Teks Kutipan:
• • • • • • •
Yogyakarta,
17 Oktober 2014
Hari yang
dinanti-nanti akhrinya tiba. Hari ini Dee “melahirkan” anak ke-9 nya dalam
bentuk buku. Serial Supernova 5, Gelombang, akhirnya hadir dalam bentuk fisik.
Ia diterbitkan dan diedarkan kepada pembacanya secara resmi. Secara luas. Dan saya adalah salah satu orang yang
berbahagia menyambut dan menerima kelahirannya. Well, selamat datang Gelombang.
Selamat hari lahir. Saya siap melahap dan menyerap kamu. Mari kita berbagi
bersama.
• • • • • • •
Tugas Latihan:
Teruskan tulisan tentang hari terbitnya buku Gelombang karya Dee, mulai setelah kalimat terakhirnya.
• • • • • • •
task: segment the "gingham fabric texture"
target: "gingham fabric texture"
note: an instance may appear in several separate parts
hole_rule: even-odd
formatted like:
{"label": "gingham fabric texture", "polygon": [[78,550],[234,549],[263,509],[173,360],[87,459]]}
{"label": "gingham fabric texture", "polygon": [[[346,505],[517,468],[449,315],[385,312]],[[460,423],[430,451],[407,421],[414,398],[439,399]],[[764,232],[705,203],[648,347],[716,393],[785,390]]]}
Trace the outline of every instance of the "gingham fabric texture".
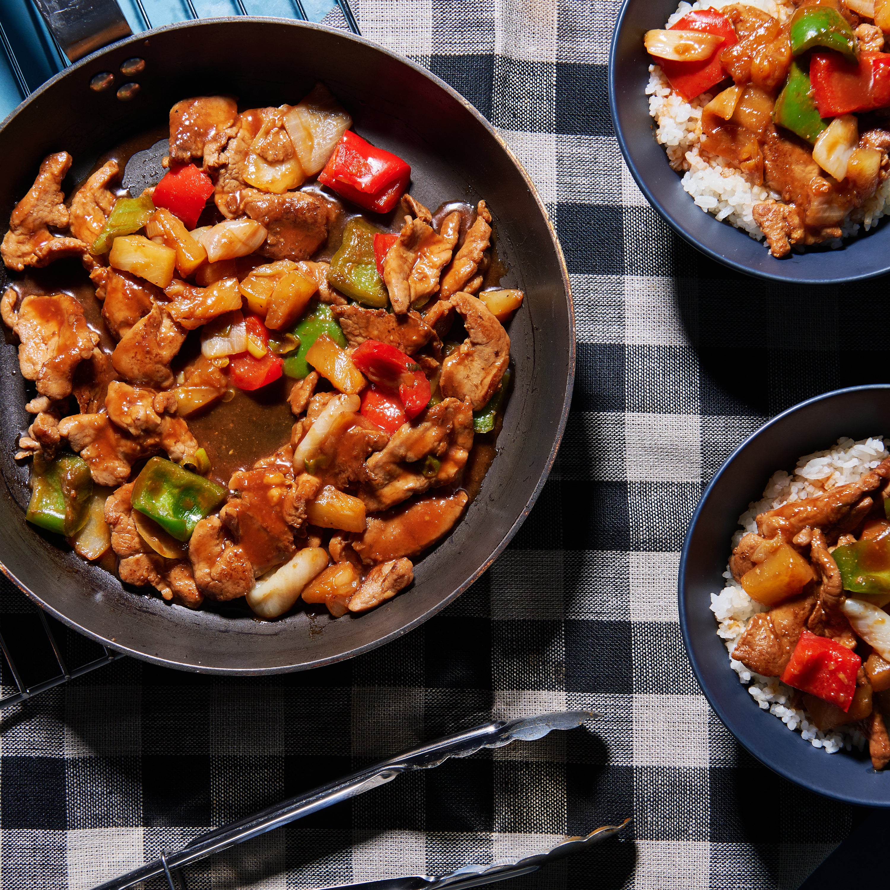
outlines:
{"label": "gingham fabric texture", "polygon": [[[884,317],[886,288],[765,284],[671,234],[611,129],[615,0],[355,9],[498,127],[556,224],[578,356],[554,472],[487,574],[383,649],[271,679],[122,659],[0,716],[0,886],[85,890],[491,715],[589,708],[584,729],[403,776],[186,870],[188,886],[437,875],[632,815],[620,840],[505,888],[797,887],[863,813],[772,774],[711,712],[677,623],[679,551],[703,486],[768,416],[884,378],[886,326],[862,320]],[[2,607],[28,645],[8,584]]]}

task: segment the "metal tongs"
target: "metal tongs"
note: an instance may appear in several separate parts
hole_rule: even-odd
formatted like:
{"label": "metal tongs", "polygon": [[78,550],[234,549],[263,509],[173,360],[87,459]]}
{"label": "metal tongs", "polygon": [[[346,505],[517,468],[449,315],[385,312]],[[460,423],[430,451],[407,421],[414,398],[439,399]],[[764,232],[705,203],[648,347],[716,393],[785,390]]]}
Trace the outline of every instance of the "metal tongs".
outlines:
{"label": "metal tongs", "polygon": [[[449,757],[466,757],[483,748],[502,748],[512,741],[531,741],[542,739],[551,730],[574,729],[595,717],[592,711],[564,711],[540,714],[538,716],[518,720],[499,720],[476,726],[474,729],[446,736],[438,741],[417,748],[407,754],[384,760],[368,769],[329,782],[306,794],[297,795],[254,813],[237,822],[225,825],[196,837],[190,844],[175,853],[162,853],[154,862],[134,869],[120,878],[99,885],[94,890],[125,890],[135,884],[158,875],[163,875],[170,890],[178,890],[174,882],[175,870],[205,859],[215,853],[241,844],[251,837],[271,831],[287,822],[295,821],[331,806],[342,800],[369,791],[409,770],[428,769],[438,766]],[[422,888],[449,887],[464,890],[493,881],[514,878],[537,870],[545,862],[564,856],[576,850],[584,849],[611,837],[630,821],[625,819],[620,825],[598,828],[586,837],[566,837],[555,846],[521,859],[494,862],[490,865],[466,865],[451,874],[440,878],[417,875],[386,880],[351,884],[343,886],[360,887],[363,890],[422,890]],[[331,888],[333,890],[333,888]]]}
• • • • • • •
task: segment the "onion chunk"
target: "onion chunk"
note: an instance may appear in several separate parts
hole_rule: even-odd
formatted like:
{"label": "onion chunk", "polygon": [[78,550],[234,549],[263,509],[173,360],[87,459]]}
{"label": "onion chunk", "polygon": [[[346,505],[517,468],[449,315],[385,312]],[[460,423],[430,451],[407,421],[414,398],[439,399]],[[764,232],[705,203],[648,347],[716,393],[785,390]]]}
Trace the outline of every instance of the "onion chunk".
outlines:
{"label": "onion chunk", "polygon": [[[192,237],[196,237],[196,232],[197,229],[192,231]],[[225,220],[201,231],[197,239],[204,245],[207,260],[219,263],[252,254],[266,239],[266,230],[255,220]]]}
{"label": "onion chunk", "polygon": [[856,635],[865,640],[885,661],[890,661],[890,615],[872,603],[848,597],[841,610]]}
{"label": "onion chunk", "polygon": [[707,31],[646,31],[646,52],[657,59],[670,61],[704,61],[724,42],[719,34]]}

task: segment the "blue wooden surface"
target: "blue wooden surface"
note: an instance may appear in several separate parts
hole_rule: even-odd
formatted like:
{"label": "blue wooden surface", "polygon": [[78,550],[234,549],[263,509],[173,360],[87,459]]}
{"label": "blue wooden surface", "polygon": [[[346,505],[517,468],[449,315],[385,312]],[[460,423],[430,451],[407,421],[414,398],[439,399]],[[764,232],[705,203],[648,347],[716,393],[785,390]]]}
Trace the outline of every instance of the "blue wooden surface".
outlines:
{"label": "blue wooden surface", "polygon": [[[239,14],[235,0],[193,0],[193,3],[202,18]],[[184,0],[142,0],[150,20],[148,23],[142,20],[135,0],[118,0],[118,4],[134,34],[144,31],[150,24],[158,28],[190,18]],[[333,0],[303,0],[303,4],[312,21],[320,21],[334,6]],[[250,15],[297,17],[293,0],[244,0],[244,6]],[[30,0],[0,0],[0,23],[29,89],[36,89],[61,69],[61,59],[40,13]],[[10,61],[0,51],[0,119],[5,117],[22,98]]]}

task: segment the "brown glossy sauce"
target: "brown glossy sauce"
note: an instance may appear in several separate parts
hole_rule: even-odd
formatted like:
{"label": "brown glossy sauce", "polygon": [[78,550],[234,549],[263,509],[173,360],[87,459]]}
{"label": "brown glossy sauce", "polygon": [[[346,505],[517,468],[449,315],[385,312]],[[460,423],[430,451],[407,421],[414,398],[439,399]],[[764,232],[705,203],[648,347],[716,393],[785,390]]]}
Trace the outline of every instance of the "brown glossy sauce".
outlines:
• • • • • • •
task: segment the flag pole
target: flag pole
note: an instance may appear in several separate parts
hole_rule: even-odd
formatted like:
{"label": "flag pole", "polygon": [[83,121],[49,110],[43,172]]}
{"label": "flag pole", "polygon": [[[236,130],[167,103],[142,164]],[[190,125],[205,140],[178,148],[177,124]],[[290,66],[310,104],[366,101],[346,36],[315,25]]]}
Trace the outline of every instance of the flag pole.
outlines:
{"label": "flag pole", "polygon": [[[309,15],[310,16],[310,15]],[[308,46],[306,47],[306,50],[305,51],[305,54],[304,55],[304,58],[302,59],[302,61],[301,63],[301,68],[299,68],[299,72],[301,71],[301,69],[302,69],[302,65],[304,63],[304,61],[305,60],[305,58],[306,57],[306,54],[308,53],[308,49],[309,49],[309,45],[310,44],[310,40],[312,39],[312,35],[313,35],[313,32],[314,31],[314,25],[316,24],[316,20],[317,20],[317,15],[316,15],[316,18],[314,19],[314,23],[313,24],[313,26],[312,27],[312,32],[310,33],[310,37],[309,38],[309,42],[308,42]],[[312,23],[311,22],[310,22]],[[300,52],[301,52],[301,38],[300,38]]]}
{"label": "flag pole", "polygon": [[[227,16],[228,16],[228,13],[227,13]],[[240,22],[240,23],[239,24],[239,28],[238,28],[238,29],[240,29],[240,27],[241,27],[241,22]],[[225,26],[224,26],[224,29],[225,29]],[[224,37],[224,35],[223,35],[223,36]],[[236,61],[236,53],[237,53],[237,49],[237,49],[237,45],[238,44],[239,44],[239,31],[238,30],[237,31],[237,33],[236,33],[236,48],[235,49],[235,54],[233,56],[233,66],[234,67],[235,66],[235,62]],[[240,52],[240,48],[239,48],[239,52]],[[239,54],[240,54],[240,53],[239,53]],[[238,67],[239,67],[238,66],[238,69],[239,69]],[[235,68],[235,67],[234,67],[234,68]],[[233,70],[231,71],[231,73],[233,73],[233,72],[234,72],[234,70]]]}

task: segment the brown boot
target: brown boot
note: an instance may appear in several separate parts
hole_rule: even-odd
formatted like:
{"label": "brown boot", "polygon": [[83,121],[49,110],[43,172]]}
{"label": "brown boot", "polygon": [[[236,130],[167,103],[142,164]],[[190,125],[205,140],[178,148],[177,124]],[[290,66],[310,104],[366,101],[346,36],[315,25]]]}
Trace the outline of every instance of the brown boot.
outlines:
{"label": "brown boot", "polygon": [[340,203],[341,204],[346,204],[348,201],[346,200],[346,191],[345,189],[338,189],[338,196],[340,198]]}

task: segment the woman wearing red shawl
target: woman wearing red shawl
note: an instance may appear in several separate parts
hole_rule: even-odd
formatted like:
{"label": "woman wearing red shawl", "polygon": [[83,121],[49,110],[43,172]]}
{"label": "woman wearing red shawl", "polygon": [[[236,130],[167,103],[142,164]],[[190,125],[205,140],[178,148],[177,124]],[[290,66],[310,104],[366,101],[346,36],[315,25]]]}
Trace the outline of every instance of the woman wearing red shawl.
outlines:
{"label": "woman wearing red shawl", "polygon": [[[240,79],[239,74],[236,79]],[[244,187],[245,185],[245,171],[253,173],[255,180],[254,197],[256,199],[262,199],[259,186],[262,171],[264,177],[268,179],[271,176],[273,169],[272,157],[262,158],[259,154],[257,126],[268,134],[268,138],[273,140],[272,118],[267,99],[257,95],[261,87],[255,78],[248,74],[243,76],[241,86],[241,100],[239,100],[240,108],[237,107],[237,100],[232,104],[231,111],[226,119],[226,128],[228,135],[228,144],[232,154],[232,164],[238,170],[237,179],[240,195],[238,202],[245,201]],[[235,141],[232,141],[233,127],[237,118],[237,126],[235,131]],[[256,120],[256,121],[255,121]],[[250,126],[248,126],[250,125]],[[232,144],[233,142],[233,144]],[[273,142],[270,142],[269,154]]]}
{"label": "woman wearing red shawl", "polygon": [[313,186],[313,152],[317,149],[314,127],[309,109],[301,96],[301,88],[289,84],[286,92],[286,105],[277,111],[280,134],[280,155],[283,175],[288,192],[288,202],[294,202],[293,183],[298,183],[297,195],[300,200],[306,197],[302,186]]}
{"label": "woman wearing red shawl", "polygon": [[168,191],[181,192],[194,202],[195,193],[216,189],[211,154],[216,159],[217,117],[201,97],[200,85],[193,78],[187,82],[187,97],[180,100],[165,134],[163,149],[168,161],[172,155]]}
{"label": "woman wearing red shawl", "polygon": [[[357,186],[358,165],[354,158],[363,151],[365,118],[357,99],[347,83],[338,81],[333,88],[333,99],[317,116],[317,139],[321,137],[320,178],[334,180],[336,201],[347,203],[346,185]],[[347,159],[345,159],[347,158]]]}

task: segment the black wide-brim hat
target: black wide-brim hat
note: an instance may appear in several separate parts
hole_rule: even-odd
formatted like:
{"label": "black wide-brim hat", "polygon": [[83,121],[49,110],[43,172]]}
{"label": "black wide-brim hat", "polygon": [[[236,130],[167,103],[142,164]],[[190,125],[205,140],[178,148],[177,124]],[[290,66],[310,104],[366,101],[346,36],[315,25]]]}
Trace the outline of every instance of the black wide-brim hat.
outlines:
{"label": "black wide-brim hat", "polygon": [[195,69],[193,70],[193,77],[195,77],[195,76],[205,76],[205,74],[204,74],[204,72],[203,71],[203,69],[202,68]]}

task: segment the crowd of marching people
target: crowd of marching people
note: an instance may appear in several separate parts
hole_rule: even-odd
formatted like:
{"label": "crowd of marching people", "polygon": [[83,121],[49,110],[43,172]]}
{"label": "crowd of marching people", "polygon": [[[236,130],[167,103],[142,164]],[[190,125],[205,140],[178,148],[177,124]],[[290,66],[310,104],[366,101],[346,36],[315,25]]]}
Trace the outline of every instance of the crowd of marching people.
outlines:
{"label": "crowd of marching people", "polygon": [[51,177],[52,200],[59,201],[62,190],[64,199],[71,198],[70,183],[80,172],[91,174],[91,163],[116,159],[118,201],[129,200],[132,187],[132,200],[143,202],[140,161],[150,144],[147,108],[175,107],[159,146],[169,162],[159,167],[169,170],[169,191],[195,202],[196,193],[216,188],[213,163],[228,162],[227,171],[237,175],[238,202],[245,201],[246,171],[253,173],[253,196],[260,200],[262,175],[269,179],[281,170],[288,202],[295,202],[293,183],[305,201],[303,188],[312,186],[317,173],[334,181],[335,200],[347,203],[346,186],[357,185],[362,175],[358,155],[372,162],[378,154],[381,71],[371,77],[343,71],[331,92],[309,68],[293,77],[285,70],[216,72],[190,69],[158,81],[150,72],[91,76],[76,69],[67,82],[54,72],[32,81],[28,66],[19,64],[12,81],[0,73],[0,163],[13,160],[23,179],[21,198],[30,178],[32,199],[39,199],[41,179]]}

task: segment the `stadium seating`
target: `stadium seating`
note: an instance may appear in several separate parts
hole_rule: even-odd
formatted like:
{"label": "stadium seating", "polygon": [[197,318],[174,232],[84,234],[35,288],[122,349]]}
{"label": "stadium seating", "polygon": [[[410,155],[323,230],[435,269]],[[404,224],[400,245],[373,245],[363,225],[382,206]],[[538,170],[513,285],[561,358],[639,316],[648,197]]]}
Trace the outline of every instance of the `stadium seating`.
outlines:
• • • • • • •
Jawaban Latihan:
Tadinya saya
berharap buku ini akan saya selesaikan dalam waktu satu malam. Yang artinya malam
ini saya siap melawan rasa kantuk dan bergadang semalaman dengan sebuah buku
digenggaman. Tapi agaknya saya urung melakukannya setelah melihat halaman
terakhir buku ini adalah 474 halaman. Sebuah buku yang sangat tebal untuk
ukuran pembaca seperti saya. Rasanya saya gak sanggup seekstrem itu. Tapi saya
berjanji sekurang-kurangnya saya tamatkan membaca buku ini dalam waktu 3 hari. Semoga
bisa terealisasi. Amin.
Itu sih
janji saya pada mulanya setelah putus asa karena tidak bisa menamatkan kisah ini
dalam satu malam. Tapi belum apa-apa, saya sudah berhenti membaca pada halaman
4. Apa yang terjadi? Entah, saya tidak tahu.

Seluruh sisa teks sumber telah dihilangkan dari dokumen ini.